> **Passage shown**:
****************

As for the seed that fell on rich soil, they are the ones who, when they have heard the word, embrace it with a generous and good heart, and bear fruit through perseverance.

Don’t we all long for this fruitful soil inside ourselves? I do. Others don’t. Can I accept this, and learn to live in the world Jesus describes, where some of us humans “embrace and persevere with a generous and good heart” and some of us humans … don’t?

In Psalm 139 David says he was “fearfully and wonderfully made.” But are we all? I think God has nothing to do with anything else. Babies might be born with deep defect, but God’s touch is on those babies too. I only have eyes for you, She sings. Each of us is fearfully and wonderfully made.

Babies grow up in all kinds of households, with all kinds of mothers. Attachment to an alien host isn’t so good for any child, but it happens. Then throughout her life various poisons of upbringing spring forth in unpredictable unintentional horrors. The child is helpless to understand or change. She is acting out what feels like a curse.

The devil comes and takes away the word from their hearts that they may not believe and be saved.

God walked through the forest of Eden calling out, “Adam, where are you?” But Adam hid, because he and Eve had listened to the devil second-guessing God, and even joined him.

“I was naked and ashamed, and so I hid.”

“Who told you that you were naked!”

And now, as always, we walk through the forest of our lives, avoiding God rather than seeking him out. We’re in trouble, stark naked we are. But we don’t want him to know.

Some seed fell on the path and was trampled, and the birds of the sky ate it up.

Couldn’t I please be that seed? Then I no longer have to hide, or discern who is God and who is the Devil, or find clothes to wear, or wait for the next unimaginable horror to deck me in my life. Knock me down. Pummel me. Punish me and not even care.

How about if I don’t care first?

Recovery from abuse requires a paradigm shift. You don’t win a “Get Out of Jail Free” card. There has never been anything easy about life, and escape or avoidance doesn’t work.

****************

> **Dataset content**:
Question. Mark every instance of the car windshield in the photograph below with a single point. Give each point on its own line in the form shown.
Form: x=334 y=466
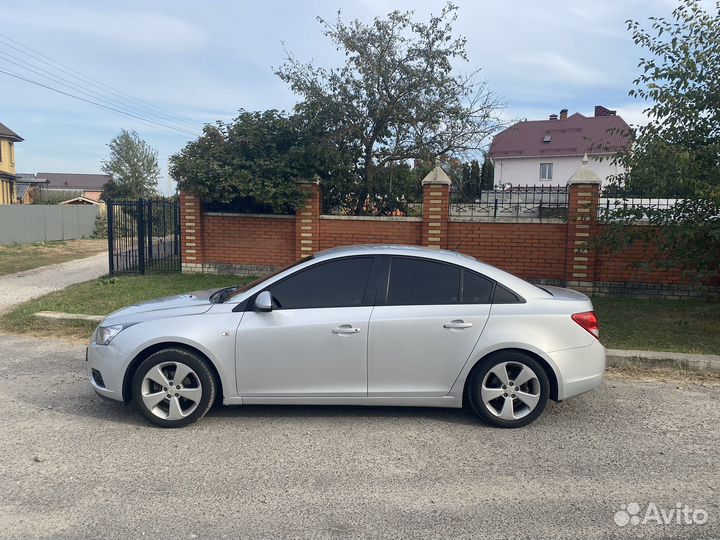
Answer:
x=247 y=286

****************

> **The exercise**:
From the passage on the parable of the seed, reproduce word for word the part between "In Psalm 139" and "and be saved.", inclusive.

> **Written response**:
In Psalm 139 David says he was “fearfully and wonderfully made.” But are we all? I think God has nothing to do with anything else. Babies might be born with deep defect, but God’s touch is on those babies too. I only have eyes for you, She sings. Each of us is fearfully and wonderfully made.

Babies grow up in all kinds of households, with all kinds of mothers. Attachment to an alien host isn’t so good for any child, but it happens. Then throughout her life various poisons of upbringing spring forth in unpredictable unintentional horrors. The child is helpless to understand or change. She is acting out what feels like a curse.

The devil comes and takes away the word from their hearts that they may not believe and be saved.